** start DATA ENTRIES **

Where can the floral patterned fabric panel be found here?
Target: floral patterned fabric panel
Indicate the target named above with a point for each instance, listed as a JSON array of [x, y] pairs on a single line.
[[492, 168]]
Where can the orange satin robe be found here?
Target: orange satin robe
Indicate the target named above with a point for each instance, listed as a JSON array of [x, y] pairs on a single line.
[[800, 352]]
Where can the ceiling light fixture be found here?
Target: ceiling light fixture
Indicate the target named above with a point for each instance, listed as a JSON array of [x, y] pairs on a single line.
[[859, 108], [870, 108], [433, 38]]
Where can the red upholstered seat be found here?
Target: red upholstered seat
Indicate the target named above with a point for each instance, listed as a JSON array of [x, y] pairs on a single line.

** end DATA ENTRIES **

» **WRITTEN PROBLEM**
Copy out every one of the lines above, word for word, with nothing changed.

» **EXERCISE ANSWER**
Where can the floral patterned fabric panel be found here?
Target: floral patterned fabric panel
Indicate the target named above with a point for each instance, listed as a JSON array of [x, y] pairs on a single line.
[[492, 168]]
Where can the orange satin robe be found here?
Target: orange satin robe
Indicate the target named above with a point for each instance, listed as a JSON array of [x, y] pairs on a single line.
[[800, 352]]
Where can the ceiling light fixture be found here?
Target: ceiling light fixture
Indicate the target named above with a point for each instance, listed as a JSON array of [x, y] pairs on a single line.
[[859, 108], [870, 108], [433, 38]]
Where can the red upholstered seat be found here?
Target: red upholstered seat
Indicate the target named above with a point for each instance, listed as a JSON array of [x, y] pairs on a single line.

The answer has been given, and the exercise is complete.